◆ **EXERCISE TASKS**
• a. According to the ExportToDatabase help page, where in a pipeline must this module be run?
• b. Reproduce the passage of the ExportToDatabase help page from "Select a name for the experiment." up to and including "through database queries.", word for word.

◆ **SELECTED TEXT**
-- start --

Module: ExportToDatabase

Export To Database exports data directly to a database, or in database readable format, including an imported file with column names and a CellProfiler Analyst properties file, if desired.
This module exports measurements directly to a database or to a SQL-compatible format. It allows you to create and import MySQL and associated data files into a database and gives you the option of creating a properties file for use with CellProfiler Analyst. Optionally, you can create an SQLite database file if you do not have a server on which to run MySQL itself.

This module must be run at the end of a pipeline, or second to last if you are using the CreateBatchFiles module. If you forget this module, you can also run the ExportDatabase data tool after processing is complete; its functionality is the same.

The database is set up with two primary tables. These tables are the Per_Image table and the Per_Object table (which may have a prefix if you specify):

Typically, if multiple types of objects are identified and measured in a pipeline, the numbers of those objects are equal to each other. For example, in most pipelines, each nucleus has exactly one cytoplasm, so the first row of the Per-Object table contains all of the information about object #1, including both nucleus- and cytoplasm-related measurements. If this one-to-one correspondence is not the case for all objects in the pipeline (for example, if dozens of speckles are identified and measured for each nucleus), then you must configure ExportToDatabase to export only objects that maintain the one-to-one correspondence (for example, export only Nucleus and Cytoplasm, but omit Speckles).

If you have extracted "Plate" and "Well" metadata from image filenames or loaded "Plate" and "Well" metadata via the Metadata or LoadData modules, you can ask CellProfiler to create a "Per_Well" table, which aggregates object measurements across wells. This option will output a SQL file (regardless of whether you choose to write directly to the database) that can be used to create the Per_Well table. At the secure shell where you normally log in to MySQL, type the following, replacing the italics with references to your database and files:

mysql -h hostname -u username -p databasename < pathtohttp://d1zymp9ayga15t.cloudfront.net/images/perwellsetupfile.SQL

The commands written by CellProfiler to create the Per_Well table will be executed.

Oracle is not fully supported at present; you can create your own Oracle DB using the .csv output option and writing a simple script to upload to the database.

Available measurements

For details on the nomenclature used by CellProfiler for the exported measurements, see Help > General Help > How Measurements Are Named.

See also ExportToSpreadsheet.

Settings:

Database type

Specify the type of database you want to use:
  If running this module on a computing cluster, there are a few considerations to note:
  • The MySQL option is well-suited for cluster use, since multiple jobs can write to the database simultaneously.
  • The SQLite option is not as appropriate; a SQLite database only allows access by one job at a time.

Experiment name

Select a name for the experiment. This name will be registered in the database and linked to the tables that ExportToDatabase creates. You will be able to select the experiment by name in CellProfiler Analyst and will be able to find the experiment's tables through database queries.

Database name

Select a name for the database you want to use

SQL file prefix

(Used if MySQL / CSV is selected as the database type)
Enter the prefix to be used to name the SQL file.

Name the SQLite database file

(Used if SQLite selected as database type)

-- end --

◆ **MATERIAL PROVIDED**
-- start --

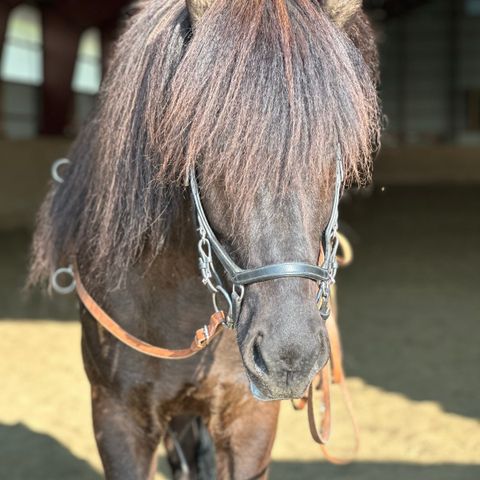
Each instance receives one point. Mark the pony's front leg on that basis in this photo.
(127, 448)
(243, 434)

-- end --
-- start --

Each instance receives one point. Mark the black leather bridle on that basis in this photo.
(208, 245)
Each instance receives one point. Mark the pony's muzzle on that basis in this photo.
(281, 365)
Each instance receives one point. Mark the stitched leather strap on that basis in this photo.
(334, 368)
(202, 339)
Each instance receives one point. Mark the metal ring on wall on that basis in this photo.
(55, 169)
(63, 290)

-- end --

◆ **TASK RESPONSES**
• a. At the end of the pipeline, or second to last if you are using the CreateBatchFiles module.

• b.
Select a name for the experiment. This name will be registered in the database and linked to the tables that ExportToDatabase creates. You will be able to select the experiment by name in CellProfiler Analyst and will be able to find the experiment's tables through database queries.